**Instructions for the task:** Reproduce the data below verbatim from the line containing "One point goes on every instance of the terracotta" through its final line, and produce nothing more.
═══ Available records ═══
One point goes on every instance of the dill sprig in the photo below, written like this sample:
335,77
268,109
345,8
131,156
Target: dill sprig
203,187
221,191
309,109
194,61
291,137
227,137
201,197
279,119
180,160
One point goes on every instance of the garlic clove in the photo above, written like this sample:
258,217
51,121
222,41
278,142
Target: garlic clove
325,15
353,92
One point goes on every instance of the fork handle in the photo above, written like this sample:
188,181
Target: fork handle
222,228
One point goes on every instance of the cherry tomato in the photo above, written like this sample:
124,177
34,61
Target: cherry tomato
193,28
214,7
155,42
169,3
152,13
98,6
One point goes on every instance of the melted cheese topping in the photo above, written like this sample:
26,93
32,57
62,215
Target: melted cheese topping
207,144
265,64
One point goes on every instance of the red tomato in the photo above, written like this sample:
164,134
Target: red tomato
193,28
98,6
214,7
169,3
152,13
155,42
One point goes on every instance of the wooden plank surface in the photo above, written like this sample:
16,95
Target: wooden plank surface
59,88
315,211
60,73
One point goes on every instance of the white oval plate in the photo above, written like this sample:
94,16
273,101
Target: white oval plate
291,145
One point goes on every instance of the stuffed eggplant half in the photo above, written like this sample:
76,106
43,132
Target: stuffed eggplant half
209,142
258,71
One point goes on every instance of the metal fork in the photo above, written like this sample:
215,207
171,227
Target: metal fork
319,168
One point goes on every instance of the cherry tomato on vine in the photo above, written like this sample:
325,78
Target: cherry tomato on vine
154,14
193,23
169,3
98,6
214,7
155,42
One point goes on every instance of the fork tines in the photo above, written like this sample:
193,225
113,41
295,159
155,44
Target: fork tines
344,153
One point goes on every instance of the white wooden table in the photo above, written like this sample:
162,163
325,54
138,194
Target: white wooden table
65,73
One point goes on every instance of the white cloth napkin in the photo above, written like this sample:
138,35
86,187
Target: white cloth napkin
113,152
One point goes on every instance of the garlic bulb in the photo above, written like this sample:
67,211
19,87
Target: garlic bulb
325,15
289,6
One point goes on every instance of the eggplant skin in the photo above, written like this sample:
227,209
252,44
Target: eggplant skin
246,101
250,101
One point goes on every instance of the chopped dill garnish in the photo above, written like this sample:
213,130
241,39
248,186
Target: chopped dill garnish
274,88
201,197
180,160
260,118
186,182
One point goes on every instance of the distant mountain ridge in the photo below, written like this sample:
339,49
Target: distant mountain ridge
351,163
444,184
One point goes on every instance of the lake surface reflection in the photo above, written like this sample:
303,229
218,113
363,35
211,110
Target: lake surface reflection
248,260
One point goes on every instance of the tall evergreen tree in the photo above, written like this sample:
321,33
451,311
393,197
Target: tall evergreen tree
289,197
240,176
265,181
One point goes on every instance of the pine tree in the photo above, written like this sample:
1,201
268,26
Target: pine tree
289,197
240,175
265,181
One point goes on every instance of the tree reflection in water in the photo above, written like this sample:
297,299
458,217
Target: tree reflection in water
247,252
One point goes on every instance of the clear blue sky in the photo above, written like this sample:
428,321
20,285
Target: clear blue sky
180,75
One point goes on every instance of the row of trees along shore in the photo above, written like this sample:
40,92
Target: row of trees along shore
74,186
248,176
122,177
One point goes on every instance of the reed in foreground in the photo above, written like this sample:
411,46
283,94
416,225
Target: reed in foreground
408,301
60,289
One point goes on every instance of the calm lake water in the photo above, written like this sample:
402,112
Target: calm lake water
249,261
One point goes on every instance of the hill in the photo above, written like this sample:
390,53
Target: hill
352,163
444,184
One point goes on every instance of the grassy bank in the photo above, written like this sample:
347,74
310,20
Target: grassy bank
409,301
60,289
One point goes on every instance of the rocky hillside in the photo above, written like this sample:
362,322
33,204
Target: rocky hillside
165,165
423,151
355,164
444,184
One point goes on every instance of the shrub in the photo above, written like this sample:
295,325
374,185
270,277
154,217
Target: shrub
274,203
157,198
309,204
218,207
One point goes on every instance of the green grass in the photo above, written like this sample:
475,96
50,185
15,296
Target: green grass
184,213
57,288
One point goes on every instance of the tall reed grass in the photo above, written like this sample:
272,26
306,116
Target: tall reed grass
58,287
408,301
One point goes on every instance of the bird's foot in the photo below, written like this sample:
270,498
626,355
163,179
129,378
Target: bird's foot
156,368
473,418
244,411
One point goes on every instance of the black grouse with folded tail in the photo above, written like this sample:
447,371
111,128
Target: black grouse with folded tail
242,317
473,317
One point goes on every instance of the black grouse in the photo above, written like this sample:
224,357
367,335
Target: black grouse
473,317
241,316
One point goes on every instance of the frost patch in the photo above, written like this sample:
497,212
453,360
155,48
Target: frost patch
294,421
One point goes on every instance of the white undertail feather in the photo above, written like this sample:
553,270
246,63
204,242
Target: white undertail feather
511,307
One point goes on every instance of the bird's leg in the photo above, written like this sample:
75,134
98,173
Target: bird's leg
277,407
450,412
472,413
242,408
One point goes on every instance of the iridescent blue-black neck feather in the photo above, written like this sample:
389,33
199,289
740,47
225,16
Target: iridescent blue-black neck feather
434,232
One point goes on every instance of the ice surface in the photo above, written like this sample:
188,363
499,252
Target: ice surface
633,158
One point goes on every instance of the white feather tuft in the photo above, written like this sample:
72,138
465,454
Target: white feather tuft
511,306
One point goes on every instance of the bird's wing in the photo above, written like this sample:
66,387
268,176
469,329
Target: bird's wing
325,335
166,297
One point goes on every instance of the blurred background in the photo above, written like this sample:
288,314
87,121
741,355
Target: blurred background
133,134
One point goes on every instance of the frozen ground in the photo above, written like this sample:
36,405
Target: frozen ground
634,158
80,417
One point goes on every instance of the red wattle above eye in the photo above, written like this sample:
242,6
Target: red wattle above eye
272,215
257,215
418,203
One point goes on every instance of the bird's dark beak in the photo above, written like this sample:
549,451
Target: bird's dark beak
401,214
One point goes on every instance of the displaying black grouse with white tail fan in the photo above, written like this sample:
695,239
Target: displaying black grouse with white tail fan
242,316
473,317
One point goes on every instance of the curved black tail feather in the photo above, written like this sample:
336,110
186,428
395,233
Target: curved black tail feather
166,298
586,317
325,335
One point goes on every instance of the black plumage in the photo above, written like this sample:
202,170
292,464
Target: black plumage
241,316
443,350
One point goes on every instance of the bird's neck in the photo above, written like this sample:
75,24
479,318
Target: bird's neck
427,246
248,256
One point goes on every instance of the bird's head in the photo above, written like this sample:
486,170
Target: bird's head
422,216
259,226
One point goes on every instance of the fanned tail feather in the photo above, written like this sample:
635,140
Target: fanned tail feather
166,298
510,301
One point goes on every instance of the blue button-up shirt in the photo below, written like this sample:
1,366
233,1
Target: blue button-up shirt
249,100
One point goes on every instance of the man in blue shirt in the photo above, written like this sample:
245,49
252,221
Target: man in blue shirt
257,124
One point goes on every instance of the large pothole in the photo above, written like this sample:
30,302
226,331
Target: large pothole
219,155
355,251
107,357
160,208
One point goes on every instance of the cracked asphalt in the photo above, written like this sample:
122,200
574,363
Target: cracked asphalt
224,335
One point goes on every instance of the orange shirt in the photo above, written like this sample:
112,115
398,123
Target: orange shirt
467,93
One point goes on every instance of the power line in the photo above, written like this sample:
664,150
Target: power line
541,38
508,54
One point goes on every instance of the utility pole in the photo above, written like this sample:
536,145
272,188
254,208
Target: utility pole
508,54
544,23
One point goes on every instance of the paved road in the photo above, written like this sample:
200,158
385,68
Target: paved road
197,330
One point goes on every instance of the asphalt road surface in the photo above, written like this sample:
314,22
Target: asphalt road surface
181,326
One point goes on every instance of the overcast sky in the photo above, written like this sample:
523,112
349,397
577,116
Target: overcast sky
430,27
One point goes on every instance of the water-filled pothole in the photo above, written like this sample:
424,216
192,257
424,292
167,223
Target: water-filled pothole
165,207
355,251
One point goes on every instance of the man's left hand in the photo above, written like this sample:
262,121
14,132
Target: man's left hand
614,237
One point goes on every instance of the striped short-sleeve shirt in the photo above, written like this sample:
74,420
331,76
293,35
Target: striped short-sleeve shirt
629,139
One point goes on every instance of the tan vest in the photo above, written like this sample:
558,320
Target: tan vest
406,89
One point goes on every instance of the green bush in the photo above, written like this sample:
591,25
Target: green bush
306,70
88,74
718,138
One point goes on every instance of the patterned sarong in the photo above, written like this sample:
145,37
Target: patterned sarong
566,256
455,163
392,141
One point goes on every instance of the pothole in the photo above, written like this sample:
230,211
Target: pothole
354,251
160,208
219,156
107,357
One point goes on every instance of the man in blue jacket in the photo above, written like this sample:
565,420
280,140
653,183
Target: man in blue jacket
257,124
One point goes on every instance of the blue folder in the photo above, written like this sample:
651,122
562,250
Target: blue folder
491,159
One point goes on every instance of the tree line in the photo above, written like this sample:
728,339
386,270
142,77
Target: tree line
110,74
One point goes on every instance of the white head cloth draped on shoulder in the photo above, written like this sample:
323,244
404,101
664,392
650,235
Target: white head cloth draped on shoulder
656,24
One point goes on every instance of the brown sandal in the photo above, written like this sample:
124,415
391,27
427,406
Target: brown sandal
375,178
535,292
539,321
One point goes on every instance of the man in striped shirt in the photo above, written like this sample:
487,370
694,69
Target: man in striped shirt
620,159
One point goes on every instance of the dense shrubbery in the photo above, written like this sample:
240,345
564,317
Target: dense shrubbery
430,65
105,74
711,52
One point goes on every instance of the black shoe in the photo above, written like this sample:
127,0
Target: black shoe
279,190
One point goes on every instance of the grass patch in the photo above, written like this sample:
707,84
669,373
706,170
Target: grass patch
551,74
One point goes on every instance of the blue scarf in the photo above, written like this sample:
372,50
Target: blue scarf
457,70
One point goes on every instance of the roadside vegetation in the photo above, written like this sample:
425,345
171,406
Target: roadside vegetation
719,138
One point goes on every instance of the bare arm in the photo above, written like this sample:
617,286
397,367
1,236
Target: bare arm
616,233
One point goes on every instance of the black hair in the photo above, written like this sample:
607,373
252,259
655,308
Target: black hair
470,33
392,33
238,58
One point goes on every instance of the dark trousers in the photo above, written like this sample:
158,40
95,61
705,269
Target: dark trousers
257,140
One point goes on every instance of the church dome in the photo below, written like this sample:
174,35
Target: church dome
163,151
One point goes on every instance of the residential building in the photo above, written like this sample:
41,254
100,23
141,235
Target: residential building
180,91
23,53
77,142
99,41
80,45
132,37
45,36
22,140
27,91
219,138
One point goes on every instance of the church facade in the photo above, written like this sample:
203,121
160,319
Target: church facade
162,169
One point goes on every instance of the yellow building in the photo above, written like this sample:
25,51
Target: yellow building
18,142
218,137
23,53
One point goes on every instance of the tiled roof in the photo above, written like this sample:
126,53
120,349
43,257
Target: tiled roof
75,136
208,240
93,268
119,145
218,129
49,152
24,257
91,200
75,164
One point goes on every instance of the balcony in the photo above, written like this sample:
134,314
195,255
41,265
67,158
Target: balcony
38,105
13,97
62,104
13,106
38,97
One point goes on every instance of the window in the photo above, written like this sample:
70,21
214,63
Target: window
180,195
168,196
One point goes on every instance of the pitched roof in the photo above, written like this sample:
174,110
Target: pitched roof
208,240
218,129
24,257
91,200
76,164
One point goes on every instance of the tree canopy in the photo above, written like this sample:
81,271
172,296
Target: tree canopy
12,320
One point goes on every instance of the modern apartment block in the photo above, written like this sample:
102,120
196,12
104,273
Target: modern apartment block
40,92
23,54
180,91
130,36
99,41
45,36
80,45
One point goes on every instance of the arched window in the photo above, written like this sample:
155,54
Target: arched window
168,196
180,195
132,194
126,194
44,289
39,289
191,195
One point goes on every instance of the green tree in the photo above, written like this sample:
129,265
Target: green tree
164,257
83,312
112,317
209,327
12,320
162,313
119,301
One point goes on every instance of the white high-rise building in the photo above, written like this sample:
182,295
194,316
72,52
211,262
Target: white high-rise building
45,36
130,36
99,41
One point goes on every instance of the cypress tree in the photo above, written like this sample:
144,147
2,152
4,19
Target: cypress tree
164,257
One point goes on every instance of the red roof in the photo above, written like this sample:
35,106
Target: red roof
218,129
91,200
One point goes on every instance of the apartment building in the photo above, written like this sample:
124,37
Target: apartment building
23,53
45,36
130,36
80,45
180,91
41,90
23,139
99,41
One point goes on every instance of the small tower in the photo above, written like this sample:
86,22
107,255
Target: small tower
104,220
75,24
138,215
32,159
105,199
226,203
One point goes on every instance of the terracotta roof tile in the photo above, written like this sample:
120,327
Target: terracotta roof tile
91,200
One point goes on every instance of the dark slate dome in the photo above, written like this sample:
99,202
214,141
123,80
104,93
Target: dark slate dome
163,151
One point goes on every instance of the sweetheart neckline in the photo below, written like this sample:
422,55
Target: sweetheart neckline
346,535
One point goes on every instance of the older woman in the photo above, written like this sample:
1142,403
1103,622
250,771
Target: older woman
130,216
═══
**Answer below:**
One point goes on every instance of the terracotta roof tile in the photo above, written like this sample:
120,327
Target: terracotta roof tile
91,200
One point goes on every instance of the dark slate dome in the photo above, written like this sample:
99,202
214,141
123,80
104,93
Target: dark slate dome
163,151
One point goes on every instance of the sweetheart neckline in the photo below, written like this sample:
422,55
Target: sweetheart neckline
346,535
One point goes on every instance of the older woman in the photo above, written like this sample:
1142,403
1103,622
250,771
Target: older woman
130,216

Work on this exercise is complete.